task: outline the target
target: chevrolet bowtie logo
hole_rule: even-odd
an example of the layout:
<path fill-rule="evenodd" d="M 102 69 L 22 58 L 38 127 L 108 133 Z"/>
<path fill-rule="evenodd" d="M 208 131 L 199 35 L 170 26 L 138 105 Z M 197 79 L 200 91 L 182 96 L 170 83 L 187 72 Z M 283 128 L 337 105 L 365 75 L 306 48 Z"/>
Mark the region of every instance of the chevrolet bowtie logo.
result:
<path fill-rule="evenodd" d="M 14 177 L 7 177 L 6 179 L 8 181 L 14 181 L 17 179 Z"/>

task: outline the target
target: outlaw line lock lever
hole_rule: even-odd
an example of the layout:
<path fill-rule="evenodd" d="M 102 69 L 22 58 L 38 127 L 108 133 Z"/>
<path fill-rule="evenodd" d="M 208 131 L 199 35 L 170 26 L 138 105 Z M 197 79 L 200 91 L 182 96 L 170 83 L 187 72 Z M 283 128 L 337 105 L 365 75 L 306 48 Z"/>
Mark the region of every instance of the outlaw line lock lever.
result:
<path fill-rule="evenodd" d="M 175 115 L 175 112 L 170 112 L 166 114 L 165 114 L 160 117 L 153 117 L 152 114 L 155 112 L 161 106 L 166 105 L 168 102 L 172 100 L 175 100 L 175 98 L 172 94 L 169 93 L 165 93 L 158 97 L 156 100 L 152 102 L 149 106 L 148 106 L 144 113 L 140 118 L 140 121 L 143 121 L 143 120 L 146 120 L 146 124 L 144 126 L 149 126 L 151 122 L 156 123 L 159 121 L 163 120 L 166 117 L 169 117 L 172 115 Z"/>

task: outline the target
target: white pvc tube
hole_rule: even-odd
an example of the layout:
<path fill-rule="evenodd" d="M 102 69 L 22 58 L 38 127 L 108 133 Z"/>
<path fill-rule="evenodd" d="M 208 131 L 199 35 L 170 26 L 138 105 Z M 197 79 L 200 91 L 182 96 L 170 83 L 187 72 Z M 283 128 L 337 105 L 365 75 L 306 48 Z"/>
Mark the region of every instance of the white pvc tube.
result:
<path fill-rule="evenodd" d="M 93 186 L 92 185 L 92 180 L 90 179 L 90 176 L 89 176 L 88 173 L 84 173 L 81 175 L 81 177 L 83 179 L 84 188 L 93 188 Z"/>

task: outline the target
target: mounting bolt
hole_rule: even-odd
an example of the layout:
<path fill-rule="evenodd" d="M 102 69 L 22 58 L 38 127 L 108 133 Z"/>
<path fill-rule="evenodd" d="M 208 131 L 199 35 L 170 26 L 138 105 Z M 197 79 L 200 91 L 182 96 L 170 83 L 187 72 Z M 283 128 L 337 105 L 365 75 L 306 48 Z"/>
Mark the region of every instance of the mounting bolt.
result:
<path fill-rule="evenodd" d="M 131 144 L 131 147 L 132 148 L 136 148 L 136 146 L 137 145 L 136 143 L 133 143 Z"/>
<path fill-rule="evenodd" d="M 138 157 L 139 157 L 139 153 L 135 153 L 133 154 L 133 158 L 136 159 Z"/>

★ ★ ★ ★ ★

Rewrite all the records above, replacing "outline the target" with "trace the target" wherever it occurs and leaving everything else unchanged.

*Task output*.
task: trace the target
target: chevrolet bowtie logo
hole_rule: even-odd
an example of the layout:
<path fill-rule="evenodd" d="M 102 69 L 22 58 L 38 127 L 108 133 Z"/>
<path fill-rule="evenodd" d="M 208 131 L 199 35 L 170 26 L 138 105 Z M 197 79 L 200 91 L 182 96 L 170 83 L 187 72 Z M 283 128 L 337 105 L 365 75 L 306 48 Z"/>
Mark the region of every instance of the chevrolet bowtie logo.
result:
<path fill-rule="evenodd" d="M 14 177 L 7 177 L 6 179 L 8 181 L 14 181 L 17 179 Z"/>

task: trace the target
target: outlaw line lock lever
hole_rule: even-odd
an example of the layout:
<path fill-rule="evenodd" d="M 102 69 L 22 58 L 38 127 L 108 133 Z"/>
<path fill-rule="evenodd" d="M 208 131 L 199 35 L 170 26 L 138 105 Z M 197 79 L 200 91 L 182 96 L 170 83 L 187 72 Z M 283 128 L 337 105 L 365 75 L 306 48 Z"/>
Mark the region of every instance of the outlaw line lock lever.
result:
<path fill-rule="evenodd" d="M 175 115 L 175 112 L 170 112 L 166 114 L 165 114 L 160 117 L 153 117 L 152 114 L 155 112 L 161 106 L 166 105 L 168 102 L 172 100 L 175 100 L 175 98 L 172 94 L 169 93 L 165 93 L 158 97 L 156 100 L 152 102 L 149 106 L 148 106 L 144 113 L 140 118 L 140 121 L 143 121 L 143 120 L 146 120 L 146 124 L 144 126 L 149 126 L 151 122 L 156 123 L 159 121 L 163 120 L 166 117 L 169 117 L 172 115 Z"/>

task: trace the target
target: white pvc tube
hole_rule: even-odd
an example of the layout:
<path fill-rule="evenodd" d="M 102 69 L 22 58 L 38 127 L 108 133 Z"/>
<path fill-rule="evenodd" d="M 208 131 L 199 35 L 170 26 L 138 105 Z M 197 79 L 200 91 L 182 96 L 170 83 L 187 72 Z M 283 128 L 337 105 L 365 75 L 306 48 Z"/>
Mark the region of every instance of the white pvc tube.
result:
<path fill-rule="evenodd" d="M 93 186 L 92 185 L 92 180 L 90 179 L 90 176 L 89 176 L 88 173 L 84 173 L 81 175 L 81 177 L 83 179 L 84 188 L 93 188 Z"/>

task: trace the target
target: mounting bolt
hole_rule: even-odd
an example of the layout:
<path fill-rule="evenodd" d="M 102 69 L 22 58 L 38 127 L 108 133 Z"/>
<path fill-rule="evenodd" d="M 208 131 L 199 35 L 170 26 L 138 105 Z M 197 79 L 200 91 L 182 96 L 170 83 L 187 72 Z M 283 128 L 337 105 L 365 75 L 306 48 Z"/>
Mark the region of every instance of the mounting bolt.
result:
<path fill-rule="evenodd" d="M 131 144 L 131 147 L 132 148 L 136 148 L 136 146 L 137 145 L 136 143 L 133 143 Z"/>
<path fill-rule="evenodd" d="M 138 157 L 139 157 L 139 153 L 135 153 L 133 154 L 133 158 L 136 159 Z"/>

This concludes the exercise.